■ **Tasks and exercises**
1 > For each statement, say whether it agrees with the text on UK open banking APIs. Answer yes or no and quote the deciding words of the text. (a) UK open banking APIs handled more than 2 billion API calls in July 2025. (b) With open banking, customers give their bank login details to the app they use. (c) The token the bank issues to grant access is long-lived.
2 > Carry the text on UK open banking APIs forward from its last line.

■ **Extracted text**
--
Open banking application programming interfaces (APIs) power everything from instant bank payments to real-time account data access in the UK, helping to enable faster checkouts and lending decisions. UK open banking APIs processed more than 2 billion API calls by over 15 million users in July 2025 alone.

In this guide, we’ll discuss how open banking APIs in the UK work, why they matter, and how companies can use them to manage payments, verify customers, and build smarter financial products.

What’s in this article?

  • What are open banking APIs in the UK?
  • How does open banking enable data access and payment initiation?
  • How does the UK’s open banking framework operate?
  • What technical standards and security requirements govern UK open banking APIs?
  • What are the benefits of using open banking APIs for businesses?
  • What challenges arise with open banking APIs?
  • How can companies choose the right open banking API solutions?
  • How Stripe Financial Connections can help

What are open banking APIs in the UK?

Open banking APIs are digital gateways that let people share specific financial information or initiate payments through known apps, with full control over what’s shared and for how long. APIs allow budgeting apps, lenders or payment service providers to pull data directly from a customer’s bank account or send a payment on their behalf safely. Instead of handing over login details, customers authenticate through their own bank, which issues a short-lived, secure token that grants the permissions the customer approved. No passwords ever change hands, and old password-sharing practices are replaced with a much safer, standardized approach.

How does open banking enable data access and payment initiation?
--
■ **Dataset excerpts**
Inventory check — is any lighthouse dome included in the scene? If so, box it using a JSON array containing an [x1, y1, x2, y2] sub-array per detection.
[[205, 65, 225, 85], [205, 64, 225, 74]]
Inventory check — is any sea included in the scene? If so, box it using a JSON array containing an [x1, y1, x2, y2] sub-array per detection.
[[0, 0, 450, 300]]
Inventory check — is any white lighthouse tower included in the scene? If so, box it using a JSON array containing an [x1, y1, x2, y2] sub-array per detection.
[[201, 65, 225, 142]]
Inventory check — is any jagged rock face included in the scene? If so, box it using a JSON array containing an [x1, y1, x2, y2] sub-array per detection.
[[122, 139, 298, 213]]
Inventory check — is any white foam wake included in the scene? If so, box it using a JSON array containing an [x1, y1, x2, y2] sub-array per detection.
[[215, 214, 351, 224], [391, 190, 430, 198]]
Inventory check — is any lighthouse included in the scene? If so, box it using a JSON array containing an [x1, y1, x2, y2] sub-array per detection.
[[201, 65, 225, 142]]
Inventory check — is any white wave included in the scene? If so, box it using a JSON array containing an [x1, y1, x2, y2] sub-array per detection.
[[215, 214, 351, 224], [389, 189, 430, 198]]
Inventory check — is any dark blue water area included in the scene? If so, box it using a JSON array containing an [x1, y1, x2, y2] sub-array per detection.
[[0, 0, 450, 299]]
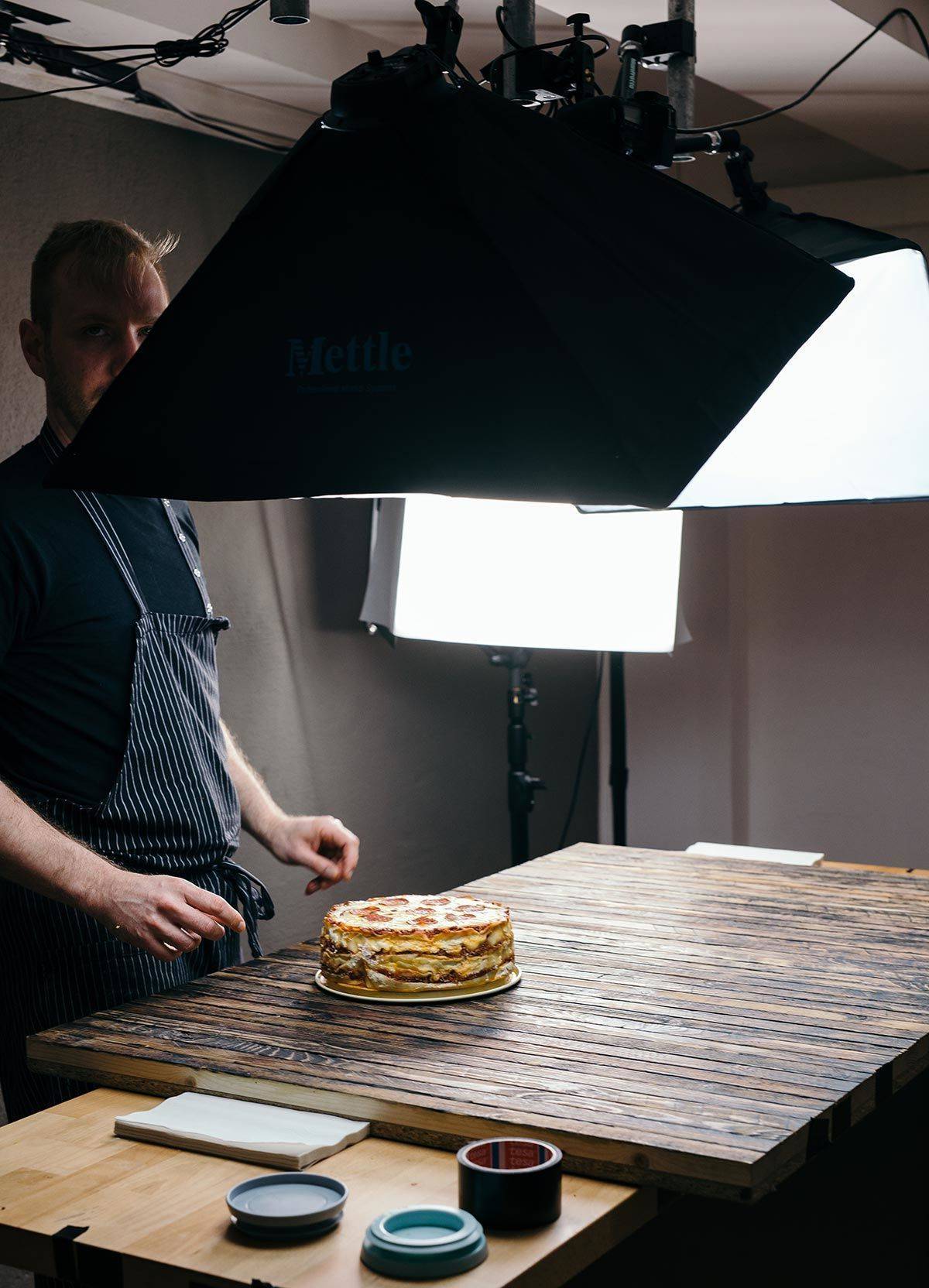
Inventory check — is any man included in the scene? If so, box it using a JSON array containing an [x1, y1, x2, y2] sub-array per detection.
[[0, 221, 358, 1119]]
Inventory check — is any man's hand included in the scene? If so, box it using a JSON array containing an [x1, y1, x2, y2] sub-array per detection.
[[85, 867, 245, 961], [269, 814, 359, 894]]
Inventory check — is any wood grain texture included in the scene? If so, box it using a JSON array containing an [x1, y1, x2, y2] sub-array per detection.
[[0, 1090, 657, 1288], [29, 845, 929, 1199]]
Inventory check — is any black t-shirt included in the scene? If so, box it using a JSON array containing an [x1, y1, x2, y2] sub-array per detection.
[[0, 425, 205, 805]]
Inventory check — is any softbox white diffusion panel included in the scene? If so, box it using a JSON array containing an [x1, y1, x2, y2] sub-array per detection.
[[361, 496, 683, 653]]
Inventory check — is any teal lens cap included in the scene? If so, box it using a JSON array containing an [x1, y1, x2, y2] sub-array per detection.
[[361, 1204, 487, 1279]]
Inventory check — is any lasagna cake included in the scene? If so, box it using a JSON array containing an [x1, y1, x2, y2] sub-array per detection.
[[320, 894, 512, 992]]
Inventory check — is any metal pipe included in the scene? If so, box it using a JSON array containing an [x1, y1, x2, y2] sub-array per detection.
[[667, 0, 696, 130], [502, 0, 536, 98]]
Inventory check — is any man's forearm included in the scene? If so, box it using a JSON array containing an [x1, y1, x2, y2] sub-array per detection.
[[221, 721, 287, 850], [0, 782, 115, 912]]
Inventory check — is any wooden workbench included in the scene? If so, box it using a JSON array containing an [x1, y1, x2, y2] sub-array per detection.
[[0, 1091, 656, 1288], [29, 845, 929, 1199]]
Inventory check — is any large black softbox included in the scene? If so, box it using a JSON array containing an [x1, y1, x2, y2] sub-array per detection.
[[52, 48, 852, 506]]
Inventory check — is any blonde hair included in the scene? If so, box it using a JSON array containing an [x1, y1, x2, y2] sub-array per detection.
[[29, 219, 180, 330]]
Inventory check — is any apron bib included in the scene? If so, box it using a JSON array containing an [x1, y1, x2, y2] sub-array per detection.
[[0, 458, 275, 1119]]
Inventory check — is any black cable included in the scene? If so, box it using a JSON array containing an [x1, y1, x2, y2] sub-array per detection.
[[496, 5, 609, 58], [10, 0, 267, 67], [680, 9, 929, 134], [493, 4, 528, 49], [558, 653, 605, 850], [0, 58, 155, 103], [143, 90, 290, 153], [455, 58, 483, 85]]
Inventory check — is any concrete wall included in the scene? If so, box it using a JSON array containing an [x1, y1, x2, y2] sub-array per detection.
[[0, 80, 595, 948]]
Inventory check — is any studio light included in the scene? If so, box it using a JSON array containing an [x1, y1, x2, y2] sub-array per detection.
[[585, 146, 929, 510], [361, 496, 683, 653], [361, 496, 689, 863], [50, 15, 852, 506], [269, 0, 309, 25]]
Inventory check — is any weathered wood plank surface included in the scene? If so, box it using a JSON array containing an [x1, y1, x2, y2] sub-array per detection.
[[29, 845, 929, 1198]]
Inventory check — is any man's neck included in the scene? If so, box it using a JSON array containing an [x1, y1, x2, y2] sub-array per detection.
[[45, 406, 75, 447]]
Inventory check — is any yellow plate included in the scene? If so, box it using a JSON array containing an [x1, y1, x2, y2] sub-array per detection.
[[309, 966, 522, 1002]]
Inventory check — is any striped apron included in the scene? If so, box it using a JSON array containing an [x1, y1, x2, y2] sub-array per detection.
[[0, 435, 275, 1121]]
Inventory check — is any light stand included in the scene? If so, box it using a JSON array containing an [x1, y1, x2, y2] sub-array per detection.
[[482, 644, 545, 867]]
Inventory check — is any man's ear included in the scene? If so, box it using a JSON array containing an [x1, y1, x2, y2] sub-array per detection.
[[19, 318, 45, 380]]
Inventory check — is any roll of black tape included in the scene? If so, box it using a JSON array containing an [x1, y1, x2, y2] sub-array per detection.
[[458, 1136, 562, 1230]]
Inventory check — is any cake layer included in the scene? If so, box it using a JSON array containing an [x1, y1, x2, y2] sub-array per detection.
[[320, 941, 512, 983], [324, 960, 514, 993]]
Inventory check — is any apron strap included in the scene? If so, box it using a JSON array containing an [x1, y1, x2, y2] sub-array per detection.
[[75, 492, 148, 613], [161, 496, 213, 617], [217, 859, 275, 957]]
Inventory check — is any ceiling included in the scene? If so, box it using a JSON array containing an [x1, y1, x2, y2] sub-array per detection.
[[0, 0, 929, 196]]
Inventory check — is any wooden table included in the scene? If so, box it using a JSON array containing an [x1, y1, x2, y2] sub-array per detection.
[[0, 1091, 656, 1288], [29, 845, 929, 1201]]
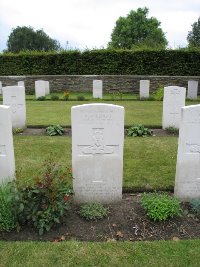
--
■ **Outputs for the tasks**
1 >
(a) Yes: "UK open banking APIs processed more than 2 billion API calls by over 15 million users in July 2025 alone."
(b) No: "Instead of handing over login details, customers authenticate through their own bank"
(c) No: "which issues a short-lived, secure token that grants the permissions the customer approved"

2 >
Open banking works through secure APIs that let authorized third parties either read account data or initiate payments, with the customer’s permission. These two functions are formalized as Account Information Services (AIS) and Payment Initiation Services (PIS), each governed by standardized API rules and consent flows.

Account Information Services (AIS)

AIS is the mechanism that lets authorized apps and platforms retrieve real-time financial data straight from a customer’s bank. When an app requests access, the customer is sent to their bank to authenticate. Once they approve, the bank issues a time-limited token that allows the app to fetch the exact data requested. This keeps the process accurate and fully traceable.

Payment Initiation Services (PIS)

PIS takes the same secure model and applies it to moving money. An authorized provider can request a one-time payment on a customer’s behalf, but only after the customer confirms the amount and recipient through their own banking app or online banking session. This lets people make direct bank-to-bank payments without card details or manual transfers.

Built-in safeguards

Both AIS and PIS run on strict rules. The Financial Conduct Authority (FCA) must authorize providers, banks must follow the UK’s Open Banking Standard, and every action requires explicit consent plus multi-factor authentication. Together, these guardrails allow customers to safely use third-party services to access financial data or send payments without sharing customers’ credentials or exposing sensitive information.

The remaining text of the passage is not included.